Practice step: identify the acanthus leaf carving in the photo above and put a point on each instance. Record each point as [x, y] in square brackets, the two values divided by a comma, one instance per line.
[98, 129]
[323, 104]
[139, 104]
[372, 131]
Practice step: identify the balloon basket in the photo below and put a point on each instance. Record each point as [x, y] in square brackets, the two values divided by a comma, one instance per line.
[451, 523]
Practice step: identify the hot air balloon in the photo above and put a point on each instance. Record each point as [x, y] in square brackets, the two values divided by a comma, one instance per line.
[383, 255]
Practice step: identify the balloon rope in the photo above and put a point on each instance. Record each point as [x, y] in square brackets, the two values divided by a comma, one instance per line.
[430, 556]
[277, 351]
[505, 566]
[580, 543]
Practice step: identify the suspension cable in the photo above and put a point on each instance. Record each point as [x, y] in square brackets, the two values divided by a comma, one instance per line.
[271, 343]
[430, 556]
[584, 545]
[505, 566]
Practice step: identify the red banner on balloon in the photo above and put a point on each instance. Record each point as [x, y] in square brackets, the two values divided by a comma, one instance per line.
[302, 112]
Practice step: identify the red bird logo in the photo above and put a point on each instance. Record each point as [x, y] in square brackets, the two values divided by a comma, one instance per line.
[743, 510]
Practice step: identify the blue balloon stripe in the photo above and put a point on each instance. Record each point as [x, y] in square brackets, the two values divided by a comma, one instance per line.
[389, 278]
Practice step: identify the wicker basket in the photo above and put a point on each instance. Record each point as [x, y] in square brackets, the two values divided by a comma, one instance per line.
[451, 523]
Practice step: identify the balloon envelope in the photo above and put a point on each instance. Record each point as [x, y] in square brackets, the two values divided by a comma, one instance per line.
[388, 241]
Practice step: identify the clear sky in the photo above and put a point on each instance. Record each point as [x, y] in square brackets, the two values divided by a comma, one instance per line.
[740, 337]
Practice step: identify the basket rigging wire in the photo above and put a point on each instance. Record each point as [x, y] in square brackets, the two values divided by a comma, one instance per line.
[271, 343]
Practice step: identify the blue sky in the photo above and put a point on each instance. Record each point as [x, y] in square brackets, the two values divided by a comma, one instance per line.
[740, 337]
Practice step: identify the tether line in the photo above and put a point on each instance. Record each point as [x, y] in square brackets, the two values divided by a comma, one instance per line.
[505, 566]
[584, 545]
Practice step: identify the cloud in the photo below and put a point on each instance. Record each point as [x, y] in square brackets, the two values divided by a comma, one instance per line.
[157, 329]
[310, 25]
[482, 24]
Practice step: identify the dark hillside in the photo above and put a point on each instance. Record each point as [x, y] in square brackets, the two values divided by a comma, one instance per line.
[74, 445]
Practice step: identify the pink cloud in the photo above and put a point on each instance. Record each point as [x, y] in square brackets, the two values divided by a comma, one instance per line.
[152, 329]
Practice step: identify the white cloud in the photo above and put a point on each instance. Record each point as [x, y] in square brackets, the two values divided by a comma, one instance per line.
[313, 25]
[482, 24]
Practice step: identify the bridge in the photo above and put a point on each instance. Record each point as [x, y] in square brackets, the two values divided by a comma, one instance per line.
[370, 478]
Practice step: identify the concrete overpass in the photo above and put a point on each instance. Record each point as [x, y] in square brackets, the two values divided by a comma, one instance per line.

--*--

### Description of the task
Write every line of the material above again, exactly.

### The solution
Practice step: identify the acanthus leaf carving in the photo above and put a point on each instance. Record each point as [x, y] in square brackets, the two values divided by a comma, one instance per line.
[98, 129]
[323, 104]
[139, 104]
[372, 131]
Practice step: identify the balloon basket in the photo below and put a point on each instance. Record each point as [x, y] in square brackets, the two values divided by a comma, one instance per line.
[451, 523]
Practice step: identify the hot air balloon in the photo above and put a point on each instance. Record each point as [x, y] in square brackets, the two values divided by a comma, one instance per line.
[383, 255]
Practice step: identify the balloon rope in the photo above and put a point on each instance. Record each point as [x, y] in square brackets, the two values divided by a comma, one instance per line.
[430, 556]
[277, 351]
[505, 566]
[580, 543]
Practice step: identify the suspension cable in the photo above and put a point on each instance. Record each point as [x, y] in square brackets, the two values divided by a comma, one instance per line.
[271, 343]
[430, 556]
[584, 545]
[505, 566]
Practice step: identify the red banner on balloon in the photo above and put a point on each instance. Record each point as [x, y] in square brackets, the two values divided by a comma, one instance per line.
[302, 112]
Practice step: identify the red bird logo in the photo above and put a point on each instance. Record each point as [x, y] in square brackets, the two values divided by a comma, one instance per line.
[743, 510]
Practice step: identify the blue balloon stripe in the photo above and put a point on each instance. Record each point as [x, y] in square brackets, the two values divided by a comma, one instance per line.
[389, 278]
Practice step: identify the wicker basket in the photo above and put a point on each instance. Record each point as [x, y] in square brackets, the two values divided by a comma, one instance per line.
[451, 523]
Practice step: identify the balloon envelope in the photo above and put a point on each instance. Record each point as [x, y] in square brackets, the two values divided by a comma, one instance per line.
[388, 241]
Practice step: identify the clear sky in the photo above and put a point on each instance. Record each point as [x, y] in square brackets, the two values divided by a comma, one instance per line.
[740, 337]
Practice step: identify the basket rigging wire in the photo above and put a point on each instance. Record each point as [x, y] in square brackets, the two values divided by a comma, one instance per line.
[271, 343]
Practice step: identify the blue sky in the photo above and put a point on each instance. Record each point as [x, y] in square brackets, the two values divided by a comma, one instance per line.
[740, 337]
Practice step: identify the tether line in the photo above and put a point on each instance. Record each point as [x, y] in square brackets, the two values divided by a comma, one instance per line.
[505, 566]
[584, 545]
Practice step: identify the cloud in the photo below and put a point on each instance. Record each point as [x, y] in square brackets, the two values divided by a comma, one instance per line.
[157, 329]
[310, 25]
[482, 24]
Practice step: identify the dark hillside in the photo above and put a point on each instance. Record each point as [x, y] in square brackets, the two values divided by a comma, one instance per line.
[74, 445]
Practice step: identify the pink cloud in the photo above and put a point on each instance. Record each point as [x, y] in square brackets, the two values divided by a comma, one instance per line.
[152, 329]
Practice step: identify the white cloud in the photo above and put a point on each instance. Record each point as [x, y] in square brackets, the two values divided by a comma, one instance per line.
[313, 25]
[482, 24]
Practice step: identify the bridge in the photo above and put a point on each instance. Record each point as [x, y] in square brackets, the two values divided by a comma, one instance per line.
[370, 478]
Practice step: identify the concrete overpass in the photo above and put a point on each instance. Record each point as [x, y] in square brackets, the two values divided by a comma, one instance per line.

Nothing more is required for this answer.